Petunjuk Tugas:
**1.** Dalam teks tentang dugaan pencaplokan batas wilayah di Kalimantan Barat, berapa jarak patok yang diduga rusak dari titik A104 setelah dilakukan pengecekan?
**2.** Ringkaslah paragraf yang diawali "Bahkan ia menegaskan" dari teks tentang dugaan pencaplokan batas wilayah di Kalimantan Barat menjadi daftar poin singkat yang memuat fakta utamanya.
**3.** Lanjutkan teks tentang dugaan pencaplokan batas wilayah di Kalimantan Barat, dimulai tepat setelah kalimat terakhirnya.

Kutipan Teks:
+++

Selasa, 11 Oktober 2011

Dugaan pencaplokan batas wilayah NKRI di Kalimantan Barat oleh Malaysia

Indikasi pencaplokan tanah oleh negeri jiran di Dusun Camar Bulan Desa Temajuk Kabupaten Sambas bukan isapan jempol. Faktanya, sebagian wilayah NKRI itu masih dalam Outstanding Boundary Problem (OBP) alias dalam proses perundingan. Dilapangan, patok batas negara banyak yang rusak, hilang dan bergeser. Akibatnya jengkalan wilayah Indonesia terindikasi berkurang. Arlizen  AB, Kepala Bagian Tata Pemerintahan (Tapem) Kabupaten Sambas, yang pernah menjabat Camat Paloh selama kurun waktu tahun 2002-2008, menjelaskan,  permasalah batas Negara ini bukan merupakan masalah baru.  Namun harus disikapi serius. Bermula dari laporan warga setempat, adanya indikasi kerusakan patok batas negara. Informasi ini pun ditindaklanjuti. 27 Agustus 2005 turunlah tim yang terdiri dari unsur Kecamatan, Koramil, Libas (Satuan Penjaga Lintas Batas), Perangkat Desa, Brimob dan tokoh masyarakat (11 orang).  Mereka menemukan patok yang diduga telah dirusak berjarak sekitar 2.800 meter dari A104 yang ada. Ini dituangkan dalam Surat Camat Paloh No. 074/497/Pem-Tb, 31 Agustus 2005.
“Awalnya dari laporan masyarakat kurang lebih 3.000 meter patok batas kedua negara masuk ke wilayah Malaysia di titik A104 (Camar Bulan).  Setelah dicek pastinya 2.800 meter dengan jarak tempuh diduga 1 jam 6 menit,” jelasnya kepada Pontianak Post, kemarin (10/10). 

Bahkan ia menegaskan dari cek di lapangan patok dalam keadaan rusak. “Dengan rusaknya patok ini maka mudah terjadi pergeseran,” katanya. Masalahnya sudah kurang lebih enam tahun, tapi baru sekarang kembali mencuat ini. Kini tim kecil Outstanding Boundary Problem (OBP) telah sepakat untuk membahas permasalahan batas mulai dari sektor timur (segmen Pulau Sebatik) sampai dengan segmen Tanjung Datu.Secara diplomatik urusan ini bisa saja dilakukan kedua negara dengan membuat MoU, namun secara sosial kemasyarakatan di lapangan sudah terjadi hal yang serius.

+++

Data Mentah:
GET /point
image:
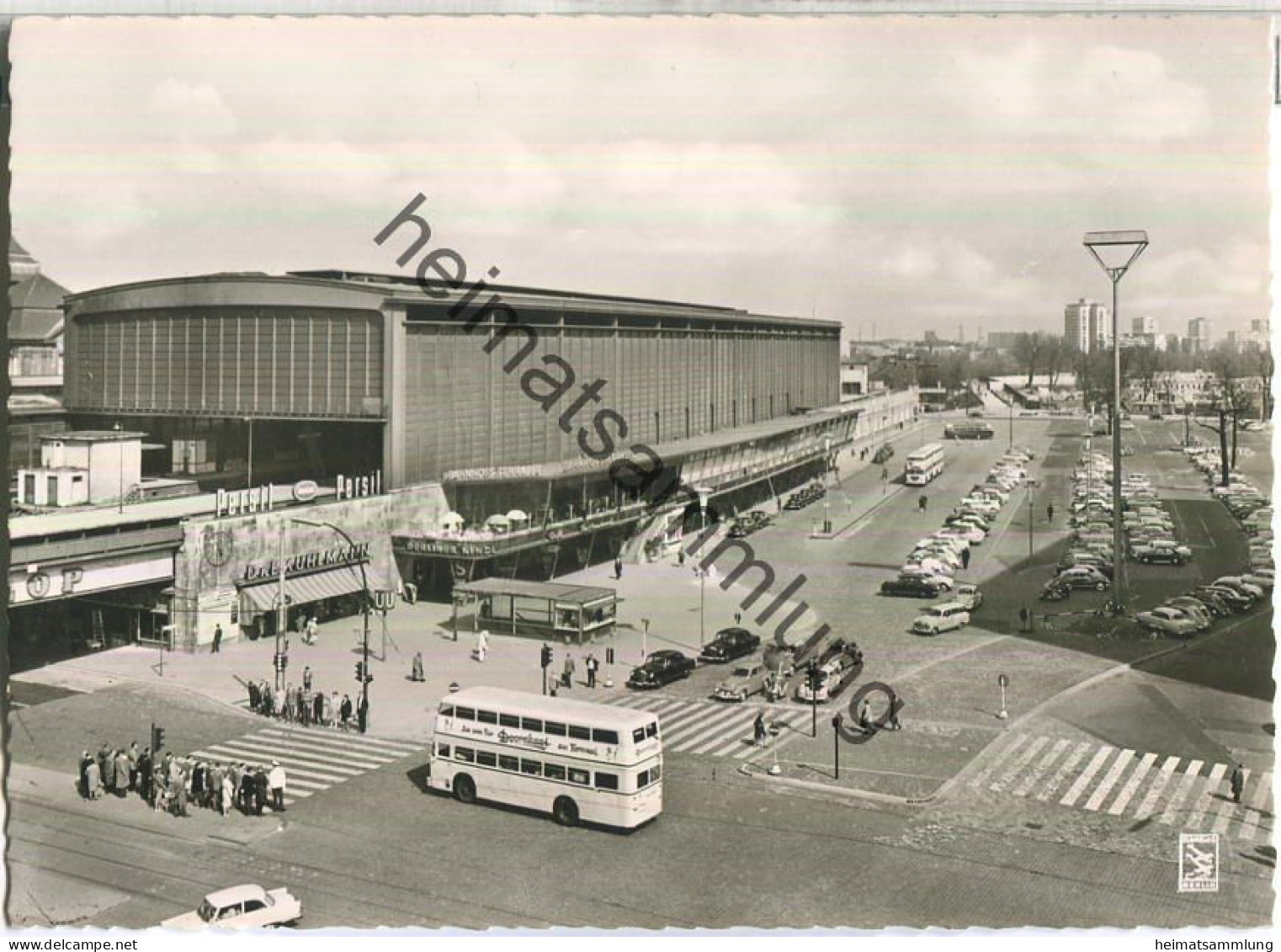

+++

Jawaban:
**1.** Sekitar 2.800 meter.

**2.**
- Pengecekan di lapangan menemukan patok dalam keadaan rusak, sehingga mudah bergeser.
- Masalah ini sudah berlangsung kurang lebih enam tahun, tetapi baru sekarang kembali mencuat.
- Tim kecil Outstanding Boundary Problem (OBP) sepakat membahas permasalahan batas dari sektor timur (segmen Pulau Sebatik) sampai segmen Tanjung Datu.
- Secara diplomatik, kedua negara dapat menyelesaikannya dengan MoU, tetapi secara sosial kemasyarakatan di lapangan sudah terjadi hal yang serius.

**3.**
Sebagai informasi Desa Temajuk Kecamatan Paloh ini terdiri dari dua dusun Camar Bulan berpenduduk 927 jiwa atau 271 KK, sedangkan Dusun Maludin berpenduduk 815 jiwa atau 214 KK. Hubungan masyarakat perbatasan kedua negara terjalin baik, karena masyarakat kedua negera memiliki ikatan emosional yang kuat. Meski hidup ditanah yang sama, identitas warga berbeda, Indonesia dan Malaysia. Selain kerusakan patok negera yang mengancam wilayah Indonesia. Kondisi sosial masyarakat Desa Temajuk dan ketersediaan infrastruktur dalam rangka pemenuhan hajat hidup masyarakat relatif lebih rendah bila dibandingkan dengan kondisi di daerah jiran yang bersinggungan langsung yaitu Telok  Melano (Malaysia). Meskipun demikian, kepedulian masyarakat tentang isu terkati masalah batas negara relatif tinggi.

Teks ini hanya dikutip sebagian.